Exercise brief: Copy the listing below, switching every "drop a single marker" to "place one point" and leaving all else unchanged.

Data in this exercise:
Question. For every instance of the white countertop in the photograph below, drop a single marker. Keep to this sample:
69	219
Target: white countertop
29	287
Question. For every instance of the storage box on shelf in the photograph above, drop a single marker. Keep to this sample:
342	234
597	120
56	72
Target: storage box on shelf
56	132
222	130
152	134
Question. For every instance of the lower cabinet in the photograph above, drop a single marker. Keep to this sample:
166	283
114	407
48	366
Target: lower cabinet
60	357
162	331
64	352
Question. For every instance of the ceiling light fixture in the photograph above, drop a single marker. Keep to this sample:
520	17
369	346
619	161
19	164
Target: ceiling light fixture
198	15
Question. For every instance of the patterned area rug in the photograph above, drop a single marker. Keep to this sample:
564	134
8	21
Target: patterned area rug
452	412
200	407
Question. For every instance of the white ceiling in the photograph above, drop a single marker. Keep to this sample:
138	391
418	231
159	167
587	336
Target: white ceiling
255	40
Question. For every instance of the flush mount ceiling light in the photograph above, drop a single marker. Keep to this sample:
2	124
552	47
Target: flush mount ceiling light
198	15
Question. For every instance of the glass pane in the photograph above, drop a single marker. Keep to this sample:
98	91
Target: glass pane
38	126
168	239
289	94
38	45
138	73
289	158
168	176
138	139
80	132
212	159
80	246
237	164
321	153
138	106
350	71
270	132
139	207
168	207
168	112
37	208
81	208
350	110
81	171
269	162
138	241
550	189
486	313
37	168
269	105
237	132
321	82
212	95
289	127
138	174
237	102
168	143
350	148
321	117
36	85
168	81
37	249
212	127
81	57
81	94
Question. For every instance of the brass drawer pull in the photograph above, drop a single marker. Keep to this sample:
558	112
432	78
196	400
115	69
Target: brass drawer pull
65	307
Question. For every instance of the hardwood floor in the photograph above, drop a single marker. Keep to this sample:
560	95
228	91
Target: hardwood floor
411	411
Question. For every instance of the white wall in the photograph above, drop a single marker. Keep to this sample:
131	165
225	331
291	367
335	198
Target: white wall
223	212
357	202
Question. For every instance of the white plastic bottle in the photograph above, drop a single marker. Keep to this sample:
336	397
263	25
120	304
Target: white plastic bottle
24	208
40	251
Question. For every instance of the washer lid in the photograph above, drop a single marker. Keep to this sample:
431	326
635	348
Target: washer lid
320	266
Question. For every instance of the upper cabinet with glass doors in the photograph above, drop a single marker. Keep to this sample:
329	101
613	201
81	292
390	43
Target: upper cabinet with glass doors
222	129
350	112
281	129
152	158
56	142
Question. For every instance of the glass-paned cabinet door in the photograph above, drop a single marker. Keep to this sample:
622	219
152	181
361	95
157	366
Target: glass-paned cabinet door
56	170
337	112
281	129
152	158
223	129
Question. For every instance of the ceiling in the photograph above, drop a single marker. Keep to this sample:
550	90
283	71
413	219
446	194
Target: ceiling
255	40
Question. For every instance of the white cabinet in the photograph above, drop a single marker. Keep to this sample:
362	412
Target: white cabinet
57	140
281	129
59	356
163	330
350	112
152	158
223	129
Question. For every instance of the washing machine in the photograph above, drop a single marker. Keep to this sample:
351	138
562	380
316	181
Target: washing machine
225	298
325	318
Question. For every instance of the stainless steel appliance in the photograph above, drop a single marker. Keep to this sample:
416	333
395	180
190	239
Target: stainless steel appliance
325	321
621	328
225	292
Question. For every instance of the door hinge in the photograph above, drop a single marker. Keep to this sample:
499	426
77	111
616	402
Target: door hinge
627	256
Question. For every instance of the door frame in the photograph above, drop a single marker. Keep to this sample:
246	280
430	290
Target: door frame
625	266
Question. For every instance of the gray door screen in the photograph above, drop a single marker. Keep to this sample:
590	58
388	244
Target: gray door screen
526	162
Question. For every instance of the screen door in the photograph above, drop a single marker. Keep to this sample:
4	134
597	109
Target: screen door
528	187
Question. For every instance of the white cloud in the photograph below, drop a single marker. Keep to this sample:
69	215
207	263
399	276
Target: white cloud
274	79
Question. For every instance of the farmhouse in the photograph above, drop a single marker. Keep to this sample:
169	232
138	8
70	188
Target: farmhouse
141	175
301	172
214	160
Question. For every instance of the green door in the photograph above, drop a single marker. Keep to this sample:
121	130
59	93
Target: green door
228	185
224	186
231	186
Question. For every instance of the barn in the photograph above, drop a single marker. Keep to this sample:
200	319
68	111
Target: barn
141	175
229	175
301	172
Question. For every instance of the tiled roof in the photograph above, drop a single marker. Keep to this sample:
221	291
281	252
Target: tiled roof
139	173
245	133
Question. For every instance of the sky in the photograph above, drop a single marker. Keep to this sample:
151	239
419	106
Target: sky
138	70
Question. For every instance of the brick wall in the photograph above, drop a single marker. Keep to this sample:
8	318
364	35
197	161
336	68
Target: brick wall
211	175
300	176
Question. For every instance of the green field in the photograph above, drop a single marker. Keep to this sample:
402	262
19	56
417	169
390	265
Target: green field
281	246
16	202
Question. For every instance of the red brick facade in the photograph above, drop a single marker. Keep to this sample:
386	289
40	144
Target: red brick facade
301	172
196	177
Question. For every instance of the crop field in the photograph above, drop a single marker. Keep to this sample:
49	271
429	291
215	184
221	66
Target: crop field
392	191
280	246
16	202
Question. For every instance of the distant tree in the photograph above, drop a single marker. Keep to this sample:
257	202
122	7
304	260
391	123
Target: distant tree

Response to the exercise:
Question. For every instance of the white countertop in the photograph below, place one point. Keep to this sample:
69	219
Target: white countertop
29	287
Question. For every instance of the storage box on shelf in the photograph above, place one point. Keep to this sample:
342	234
597	120
56	72
Target: storage box on shelf
56	132
222	130
152	134
Question. For every instance of the lower cabinet in the photograph above, place one point. Keep to this sample:
166	283
114	407
48	366
Target: lower cabinet
60	357
162	331
64	352
Question. For every instance of the ceiling light fixture in the photograph above, place one point. Keep to this sample:
520	17
369	346
619	161
19	164
Target: ceiling light fixture
198	15
Question. For every instance of the patterned area rug in the photograph above, place one point. Keep to this sample:
564	134
8	21
Target: patterned area rug
452	412
200	407
Question. For every instance of the white ceiling in the photograph above, place one point. Keep to this sample:
138	391
418	231
159	167
587	336
Target: white ceiling
255	40
Question. For every instance of the flush mount ceiling light in the photograph above, place one point. Keep to this sample:
2	124
552	47
Target: flush mount ceiling light
198	15
Question. For every instance of the glass pane in the photograph above, place one point. Keep to this sample:
98	91
Target: glass pane
38	126
168	239
289	94
38	45
138	73
289	158
168	176
138	139
80	132
212	159
80	246
237	164
321	153
138	106
350	71
270	132
139	207
168	207
168	112
37	208
81	208
350	110
81	171
269	162
138	241
550	189
486	313
37	168
269	105
237	132
321	82
212	95
289	127
138	174
237	102
168	143
350	148
321	117
36	85
168	81
37	249
212	127
81	57
81	94
Question. For every instance of the brass drawer pull in the photograph above, place one point. Keep to this sample:
558	112
432	78
196	400
115	69
Target: brass drawer pull
65	307
Question. For every instance of the hardwood floor in the photograph above, place one point. Keep to this sample:
560	95
228	91
Target: hardwood floor
411	411
Question. For every instance of the white wall in the photograph above, place one point. Keep to this sample:
131	165
225	331
291	367
335	198
Target: white wall
223	212
357	202
Question. For every instance of the white plastic bottle in the photograph above, place one point. Keep to this sample:
336	397
263	25
120	304
Target: white plastic bottle
24	208
40	251
Question. For every instance of the washer lid in the photograph above, place one point. Keep to this sample:
431	326
635	348
Target: washer lid
320	266
Question. For every instance of the upper cabinet with glass doors in the photograph above, place one point. Keep to this sample:
329	101
613	201
81	292
390	43
Target: upper cabinet with glass doors
222	129
350	112
281	129
152	158
56	142
Question. For every instance of the glass-paned cabinet door in the photograph above, place one point. Keep to this sample:
622	219
152	181
361	95
157	366
Target: glass-paned cabinet door
56	170
337	112
281	129
152	158
223	129
Question. For every instance of the ceiling in the photograph above, place one point. Keep to this sample:
550	90
283	71
413	219
446	194
Target: ceiling
255	40
Question. For every instance of the white cabinet in the photograph above, place one point. Keep to this sample:
362	412
Target: white cabinet
57	140
281	129
59	356
163	330
350	112
152	158
223	129
Question. For every instance of the washing machine in the photograph above, place one point. Keep to this sample:
351	138
562	380
316	181
Target: washing machine
225	298
325	318
Question. For every instance of the stainless steel appliance in the photograph above, place one point. Keep to this sample:
416	333
395	180
190	239
Target: stainless steel appliance
325	321
621	328
225	292
Question. For every instance of the door hinge in the photograph above, place one point. Keep to this sample:
499	426
77	111
616	402
Target: door hinge
627	256
Question. For every instance of the door frame in the photograph above, place one point. Keep to this sample:
246	280
430	290
Target: door frame
625	266
Question. For every instance of the gray door screen in the photograph above, place one point. Keep to this sample:
590	58
388	244
Target: gray door screen
526	162
Question. For every instance of the screen door in the photograph above, place one point. Keep to this sample:
4	134
597	109
Target: screen door
528	187
Question. For every instance of the white cloud in the photograph below, place one point. Keep to this sample:
69	215
207	263
399	276
Target: white cloud
274	79
Question. For every instance of the farmhouse in the photograph above, place one point. Keep to this sample:
169	232
138	8
70	188
Target: farmhouse
141	175
301	172
214	160
Question. For every instance of the green door in the photograph above, place one point. Keep to this sample:
121	130
59	93
Target: green door
228	185
224	186
231	186
Question. For every instance of the barn in the photograph above, place one point. Keep to this sample:
200	319
68	111
Target: barn
141	175
229	175
301	172
Question. For every instance of the tiled roof in the photograph above, place one point. Keep to this sample:
221	291
281	252
Target: tiled roof
139	173
245	133
Question. For every instance of the sky in the photograph above, place one point. Keep to this sample:
151	239
419	106
Target: sky
138	70
Question. For every instance of the brick wall in the photograph above, place one point. Keep to this sample:
8	318
364	35
197	161
336	68
Target: brick wall
211	175
300	176
Question. For every instance of the green field in the photograph above, place one point. Keep to this sample:
402	262
19	56
417	169
390	265
Target: green field
281	246
16	202
Question. For every instance of the red brick facade in the photograph above, place one point. Keep to this sample:
386	289
40	144
Target: red brick facade
301	172
196	177
Question. For every instance of the crop field in the photograph above, place one point. Keep to this sample:
49	271
429	291
215	184
221	66
Target: crop field
392	191
280	246
16	202
Question. For every instance of the distant tree in the photograph above, place one point. Keep to this sample:
257	202
122	7
304	260
391	123
Target: distant tree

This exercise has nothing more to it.